SOURCE EXTRACT:
1 Introduction

At a high level, AI governance is an interdisciplinary approach to ensure the ethical and responsible development, deployment, and use of artificial intelligence (AI) technologies. This can involve a range of practices, including creating legal frameworks, adhering to ethical guidelines, and implementing risk management practices (Cihon, 2019; Dafoe, 2018; Perry & Uuk, 2019). The typical goal of AI governance is to align AI systems with human well-being, respect for human autonomy, social responsibility, transparency, and other accountability principles while minimizing adverse effects.

In other technical fields (e.g., cybersecurity), risk assessment and management frameworks have provided valuable tools for governance (Ahmed, 2007). Unsurprisingly, we are now seeing the emergence of AI risk assessment and management frameworks to support AI governance (Afzal, 2021; Attard-Frost, 2022; Berk, 2021; Mäntymäki, 2022; ÓhÉigeartaigh et al., 2020; Schmitt, 2022; Taeihagh, 2021). These frameworks aim to provide structured methodologies to identify, assess, and mitigate AI risks, while also promoting various positive features such as transparency, accountability, and sustainability (Schwartz et al., 2022). These frameworks thus require consideration of ethical, legal, and social implications. Many of these AI risk assessment frameworks have been developed by governmental entities, including Australia’s AI Assurance framework, the European Commission’s Assessment List for Trustworthy Artificial Intelligence (ALTAI), and the Algorithm Impact Assessment tool (AIA) by the Government of Canada (European Commission, 2020; Government of Canada, 2023; UK Information Commissioner, 2022; Chik, 2013; McKelvey and MacDonald, 2019; World Economic Forum, 2022). One particularly prominent approach is the AI Risk Management Framework (RMF) developed by the National Institute of Standards and Technology in the US (AI RMF; Tabassi, 2023a). The AI RMF aims to comprehensively articulate both general principles and goals, and also specific methods and processes to achieve those goals, for socio-technical AI systems. The AI RMF thus aspires to provide a comprehensive approach to manage AI risks, encompassing legal compliance, risk management, and ethical considerations (Schuett, 2022).

The AI RMF provides a structure for risk assessment and management across an entire AI effort, from design through development into deployment and use. However, many AI systems are built in a relatively distributed fashion, with distinct entities—perhaps in the same company, perhaps in different ones—contributing different aspects. For example, one group or company might collect the data, while another does the analysis and model building, while a third sells and deploys the system worldwide. It is thus important that the different parts of risk assessment and management can be assigned to one or more of these entities to ensure that the effort as a whole is ethical. However, we argue that this cannot always be done. We focus below on one particular kind of organizational structure (Sect. 3), but the lessons clearly would apply in other cases. We first begin, though, with a discussion of the AI RMF (Sect. 2) before concluding with a proposal to ensure that ethical responsibilities do not slip through the organizational cracks (Sect. 4).

2 A Primer on the NIST AI Risk Management Framework

The NIST AI Risk Management Framework intends to provide a comprehensive and systematic approach for organizations to navigate the complexities of AI risk management. At its core, the AI RMF comprises four essential functions (which we summarize in Fig. 1): GOVERN, MAP, MEASURE, and MANAGE, each playing a pivotal role in ensuring responsible and effective AI design, development and deployment (Tabassi, 2023b). Each of the high-level functions has a number of (sub-)tasks (omitted from Fig. 1) that operationalize the overall functional goals.

SET EXERCISE 1:
Answer these from the AI governance extract:
(a) Which agency developed the AI Risk Management Framework?
(b) What four essential functions does the AI RMF comprise?
(c) In which section does the text focus on one particular kind of organizational structure?
SET EXERCISE 2: Could you set down, character for character, the stretch of the records from the line containing "puppy's floppy ear" through the line containing "(1144, 499)", both of those lines included?

DATA FOR THIS EXERCISE:
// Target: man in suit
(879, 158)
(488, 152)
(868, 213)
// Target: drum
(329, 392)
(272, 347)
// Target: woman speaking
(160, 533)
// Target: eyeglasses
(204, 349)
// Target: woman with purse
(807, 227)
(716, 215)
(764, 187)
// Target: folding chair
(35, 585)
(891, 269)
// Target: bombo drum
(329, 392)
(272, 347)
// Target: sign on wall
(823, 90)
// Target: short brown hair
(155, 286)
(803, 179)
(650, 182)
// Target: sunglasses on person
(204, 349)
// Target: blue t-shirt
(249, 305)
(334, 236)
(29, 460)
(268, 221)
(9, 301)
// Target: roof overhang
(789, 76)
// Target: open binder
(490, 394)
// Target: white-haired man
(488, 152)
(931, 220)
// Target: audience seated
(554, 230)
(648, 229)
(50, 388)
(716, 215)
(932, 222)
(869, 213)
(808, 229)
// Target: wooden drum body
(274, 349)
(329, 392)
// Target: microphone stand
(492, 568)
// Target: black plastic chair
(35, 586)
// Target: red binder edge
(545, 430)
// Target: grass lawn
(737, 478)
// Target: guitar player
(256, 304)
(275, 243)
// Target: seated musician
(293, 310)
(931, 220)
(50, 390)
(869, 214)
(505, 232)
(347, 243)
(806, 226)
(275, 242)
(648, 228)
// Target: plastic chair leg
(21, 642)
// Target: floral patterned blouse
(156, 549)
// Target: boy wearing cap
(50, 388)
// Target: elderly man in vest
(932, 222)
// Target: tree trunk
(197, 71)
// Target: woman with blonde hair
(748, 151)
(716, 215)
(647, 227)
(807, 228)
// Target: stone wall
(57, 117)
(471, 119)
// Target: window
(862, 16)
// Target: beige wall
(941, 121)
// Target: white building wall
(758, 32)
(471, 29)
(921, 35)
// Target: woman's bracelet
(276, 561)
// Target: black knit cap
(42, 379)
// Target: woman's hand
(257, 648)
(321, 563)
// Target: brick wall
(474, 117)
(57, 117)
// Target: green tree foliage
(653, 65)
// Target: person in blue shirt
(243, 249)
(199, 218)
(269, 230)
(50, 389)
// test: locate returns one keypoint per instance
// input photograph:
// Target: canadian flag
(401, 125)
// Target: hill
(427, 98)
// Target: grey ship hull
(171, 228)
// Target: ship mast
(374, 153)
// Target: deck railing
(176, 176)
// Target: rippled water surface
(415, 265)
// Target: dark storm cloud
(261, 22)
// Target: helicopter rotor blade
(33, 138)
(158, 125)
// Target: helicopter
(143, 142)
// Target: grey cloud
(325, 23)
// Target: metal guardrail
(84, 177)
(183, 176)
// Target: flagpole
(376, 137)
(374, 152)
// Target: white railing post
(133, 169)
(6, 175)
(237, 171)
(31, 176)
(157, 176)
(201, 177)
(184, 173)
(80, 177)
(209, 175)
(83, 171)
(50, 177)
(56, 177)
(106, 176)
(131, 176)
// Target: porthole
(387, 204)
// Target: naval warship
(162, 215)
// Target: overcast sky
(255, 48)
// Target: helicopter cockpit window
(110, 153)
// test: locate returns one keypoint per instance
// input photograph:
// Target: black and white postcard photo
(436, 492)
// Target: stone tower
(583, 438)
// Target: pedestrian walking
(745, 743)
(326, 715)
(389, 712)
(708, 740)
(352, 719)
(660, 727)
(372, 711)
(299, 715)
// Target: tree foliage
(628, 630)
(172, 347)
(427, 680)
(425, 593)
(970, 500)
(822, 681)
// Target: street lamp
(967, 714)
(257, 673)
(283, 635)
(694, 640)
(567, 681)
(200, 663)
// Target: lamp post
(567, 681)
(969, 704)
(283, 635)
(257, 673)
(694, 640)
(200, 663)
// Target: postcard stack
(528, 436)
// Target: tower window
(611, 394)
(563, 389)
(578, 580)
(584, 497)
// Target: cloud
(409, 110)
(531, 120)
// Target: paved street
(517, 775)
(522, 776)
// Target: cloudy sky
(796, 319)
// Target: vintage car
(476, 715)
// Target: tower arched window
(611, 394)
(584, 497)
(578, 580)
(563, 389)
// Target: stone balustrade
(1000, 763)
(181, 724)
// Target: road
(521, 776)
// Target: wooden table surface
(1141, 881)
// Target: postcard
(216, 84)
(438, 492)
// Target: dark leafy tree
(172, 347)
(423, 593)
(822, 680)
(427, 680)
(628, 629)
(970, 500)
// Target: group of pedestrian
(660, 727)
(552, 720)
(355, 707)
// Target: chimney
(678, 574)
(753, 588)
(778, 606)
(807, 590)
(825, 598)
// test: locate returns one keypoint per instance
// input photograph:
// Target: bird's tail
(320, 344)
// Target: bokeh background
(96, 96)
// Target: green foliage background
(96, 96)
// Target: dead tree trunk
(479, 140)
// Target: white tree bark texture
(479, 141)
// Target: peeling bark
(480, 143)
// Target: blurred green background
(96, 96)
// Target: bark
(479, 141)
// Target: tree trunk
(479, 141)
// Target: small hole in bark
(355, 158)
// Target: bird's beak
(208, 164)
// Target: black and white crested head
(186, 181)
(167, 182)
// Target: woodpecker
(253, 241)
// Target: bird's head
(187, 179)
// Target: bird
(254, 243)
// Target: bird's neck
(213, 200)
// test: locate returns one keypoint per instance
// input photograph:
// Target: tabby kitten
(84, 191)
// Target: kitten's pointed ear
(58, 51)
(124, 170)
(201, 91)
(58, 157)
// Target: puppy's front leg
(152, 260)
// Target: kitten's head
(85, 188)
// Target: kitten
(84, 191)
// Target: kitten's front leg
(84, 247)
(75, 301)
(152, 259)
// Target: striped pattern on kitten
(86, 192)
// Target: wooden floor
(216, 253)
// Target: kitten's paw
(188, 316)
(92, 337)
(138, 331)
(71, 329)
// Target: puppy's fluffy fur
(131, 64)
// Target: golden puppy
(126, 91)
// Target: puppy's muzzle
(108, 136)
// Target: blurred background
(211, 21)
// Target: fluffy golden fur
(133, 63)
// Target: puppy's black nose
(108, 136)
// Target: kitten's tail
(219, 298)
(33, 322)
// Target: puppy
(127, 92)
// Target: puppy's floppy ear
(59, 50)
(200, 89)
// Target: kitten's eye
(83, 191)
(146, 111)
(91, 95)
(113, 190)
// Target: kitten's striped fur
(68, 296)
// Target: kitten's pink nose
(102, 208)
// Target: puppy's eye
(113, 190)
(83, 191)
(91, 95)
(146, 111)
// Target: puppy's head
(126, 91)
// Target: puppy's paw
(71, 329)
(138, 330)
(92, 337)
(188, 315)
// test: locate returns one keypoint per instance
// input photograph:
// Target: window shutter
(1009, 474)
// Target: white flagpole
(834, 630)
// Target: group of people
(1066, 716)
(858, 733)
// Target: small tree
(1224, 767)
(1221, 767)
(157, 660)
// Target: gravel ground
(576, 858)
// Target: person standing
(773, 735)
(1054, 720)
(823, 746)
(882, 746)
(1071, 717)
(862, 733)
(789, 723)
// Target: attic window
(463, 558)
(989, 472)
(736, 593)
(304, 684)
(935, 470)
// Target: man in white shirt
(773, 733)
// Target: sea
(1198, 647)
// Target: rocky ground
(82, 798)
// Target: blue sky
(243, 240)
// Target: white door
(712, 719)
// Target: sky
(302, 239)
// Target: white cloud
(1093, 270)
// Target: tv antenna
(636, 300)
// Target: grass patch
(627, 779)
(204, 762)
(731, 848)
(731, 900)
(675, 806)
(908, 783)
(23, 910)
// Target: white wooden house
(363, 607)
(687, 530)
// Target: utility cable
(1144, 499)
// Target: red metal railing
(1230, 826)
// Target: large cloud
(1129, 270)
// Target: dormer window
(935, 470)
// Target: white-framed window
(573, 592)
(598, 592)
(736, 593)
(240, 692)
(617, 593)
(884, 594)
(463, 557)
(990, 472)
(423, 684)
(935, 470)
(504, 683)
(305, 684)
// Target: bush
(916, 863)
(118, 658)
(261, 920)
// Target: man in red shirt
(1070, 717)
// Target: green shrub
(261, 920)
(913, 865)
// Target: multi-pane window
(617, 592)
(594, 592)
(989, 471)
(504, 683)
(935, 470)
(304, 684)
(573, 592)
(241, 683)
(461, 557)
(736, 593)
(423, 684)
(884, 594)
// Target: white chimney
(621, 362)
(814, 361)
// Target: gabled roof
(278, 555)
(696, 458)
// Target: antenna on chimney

COMPLETE RESPONSE 1:
(a) The National Institute of Standards and Technology in the US.
(b) GOVERN, MAP, MEASURE, and MANAGE.
(c) Section 3.

COMPLETE RESPONSE 2:
// Target: puppy's floppy ear
(59, 50)
(200, 89)
// Target: kitten's eye
(83, 191)
(146, 111)
(91, 95)
(113, 190)
// Target: kitten's striped fur
(68, 296)
// Target: kitten's pink nose
(102, 208)
// Target: puppy's eye
(113, 190)
(83, 191)
(91, 95)
(146, 111)
// Target: puppy's head
(126, 91)
// Target: puppy's paw
(71, 329)
(138, 330)
(92, 337)
(188, 315)
// test: locate returns one keypoint per instance
// input photograph:
// Target: window shutter
(1009, 474)
// Target: white flagpole
(834, 630)
// Target: group of people
(1066, 716)
(858, 733)
// Target: small tree
(1224, 767)
(1221, 767)
(157, 660)
// Target: gravel ground
(576, 858)
// Target: person standing
(773, 735)
(1054, 720)
(823, 746)
(882, 746)
(1071, 717)
(862, 733)
(789, 723)
// Target: attic window
(463, 558)
(989, 472)
(736, 593)
(304, 684)
(935, 470)
// Target: man in white shirt
(773, 733)
// Target: sea
(1198, 647)
// Target: rocky ground
(82, 798)
// Target: blue sky
(243, 240)
// Target: white door
(712, 719)
// Target: sky
(302, 239)
// Target: white cloud
(1093, 270)
// Target: tv antenna
(636, 300)
// Target: grass patch
(627, 779)
(204, 762)
(731, 848)
(731, 900)
(675, 806)
(908, 783)
(23, 910)
// Target: white wooden house
(363, 607)
(687, 530)
// Target: utility cable
(1144, 499)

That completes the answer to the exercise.